* **Supplied records**:
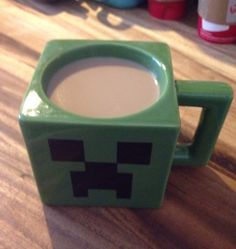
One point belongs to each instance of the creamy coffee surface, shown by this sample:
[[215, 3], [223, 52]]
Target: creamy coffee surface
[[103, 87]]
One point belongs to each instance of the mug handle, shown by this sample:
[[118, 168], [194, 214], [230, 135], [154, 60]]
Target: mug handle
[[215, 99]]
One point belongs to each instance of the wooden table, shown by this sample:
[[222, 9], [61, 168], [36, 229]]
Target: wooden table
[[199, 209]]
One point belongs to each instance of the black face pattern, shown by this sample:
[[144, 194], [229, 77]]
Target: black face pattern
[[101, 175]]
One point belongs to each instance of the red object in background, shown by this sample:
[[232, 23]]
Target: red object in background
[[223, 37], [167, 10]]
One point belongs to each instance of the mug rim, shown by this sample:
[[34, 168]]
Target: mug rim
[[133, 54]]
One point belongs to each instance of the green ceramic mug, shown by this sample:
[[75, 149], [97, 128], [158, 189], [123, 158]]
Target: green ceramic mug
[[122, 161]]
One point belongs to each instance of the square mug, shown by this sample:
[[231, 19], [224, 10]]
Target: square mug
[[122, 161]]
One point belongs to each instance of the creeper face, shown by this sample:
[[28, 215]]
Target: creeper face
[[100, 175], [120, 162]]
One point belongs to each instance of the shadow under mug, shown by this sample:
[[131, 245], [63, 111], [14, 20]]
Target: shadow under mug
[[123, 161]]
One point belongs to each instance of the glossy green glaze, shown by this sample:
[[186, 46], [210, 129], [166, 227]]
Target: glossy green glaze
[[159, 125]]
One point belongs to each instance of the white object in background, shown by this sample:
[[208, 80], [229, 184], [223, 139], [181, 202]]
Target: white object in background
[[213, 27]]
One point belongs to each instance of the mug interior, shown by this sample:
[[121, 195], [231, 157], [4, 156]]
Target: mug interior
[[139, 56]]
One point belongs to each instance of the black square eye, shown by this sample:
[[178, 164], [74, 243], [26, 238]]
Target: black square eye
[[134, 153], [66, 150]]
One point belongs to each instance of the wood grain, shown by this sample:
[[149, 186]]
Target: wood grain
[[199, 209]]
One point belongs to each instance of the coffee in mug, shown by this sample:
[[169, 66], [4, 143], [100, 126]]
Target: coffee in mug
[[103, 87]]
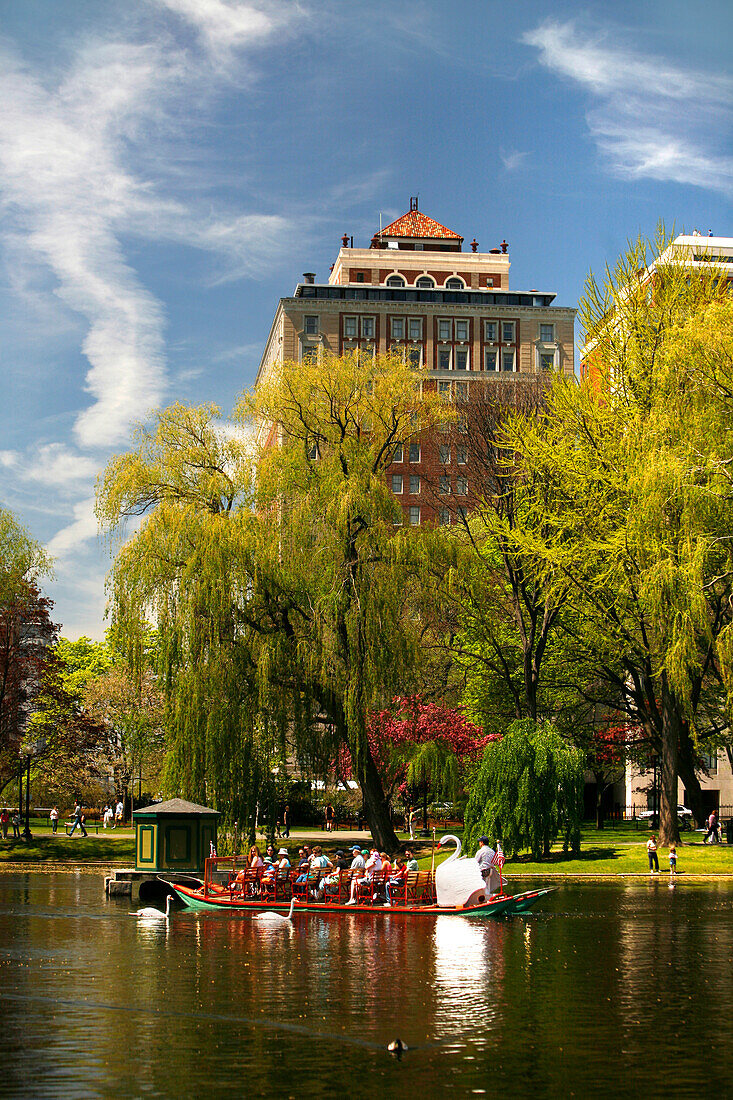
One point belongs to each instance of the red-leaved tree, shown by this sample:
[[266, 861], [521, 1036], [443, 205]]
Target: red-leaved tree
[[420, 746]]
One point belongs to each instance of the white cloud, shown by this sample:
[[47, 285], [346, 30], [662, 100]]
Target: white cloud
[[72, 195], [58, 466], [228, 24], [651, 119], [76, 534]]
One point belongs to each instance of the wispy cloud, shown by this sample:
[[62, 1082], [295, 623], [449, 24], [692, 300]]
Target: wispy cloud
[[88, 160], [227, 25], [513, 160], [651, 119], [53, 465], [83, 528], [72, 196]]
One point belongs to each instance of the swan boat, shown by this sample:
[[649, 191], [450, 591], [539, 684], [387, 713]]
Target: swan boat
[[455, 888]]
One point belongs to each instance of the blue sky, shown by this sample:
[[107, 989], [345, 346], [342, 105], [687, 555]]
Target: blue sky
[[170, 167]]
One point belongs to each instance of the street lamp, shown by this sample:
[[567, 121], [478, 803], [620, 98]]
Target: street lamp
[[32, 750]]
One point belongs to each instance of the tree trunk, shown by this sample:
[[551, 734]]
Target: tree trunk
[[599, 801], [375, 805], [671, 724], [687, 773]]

---

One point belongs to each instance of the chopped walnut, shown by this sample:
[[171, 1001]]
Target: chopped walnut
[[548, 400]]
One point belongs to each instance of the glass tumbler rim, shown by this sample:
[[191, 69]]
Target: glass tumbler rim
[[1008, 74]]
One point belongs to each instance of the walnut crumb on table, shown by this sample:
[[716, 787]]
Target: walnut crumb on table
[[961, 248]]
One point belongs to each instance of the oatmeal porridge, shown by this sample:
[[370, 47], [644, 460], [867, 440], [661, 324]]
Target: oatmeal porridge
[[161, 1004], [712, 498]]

* **The task**:
Rewrite the material above from the line with "One point belongs to each instance of the creeper" through the line with "[[100, 175], [120, 162]]", including both of those lines, and offset every coordinate in the answers by 29. Leave everything else unchanged.

* **Answer to this exercise**:
One point belongs to each instance of the creeper face, shown by this sample:
[[28, 215]]
Target: creeper face
[[129, 204], [149, 191]]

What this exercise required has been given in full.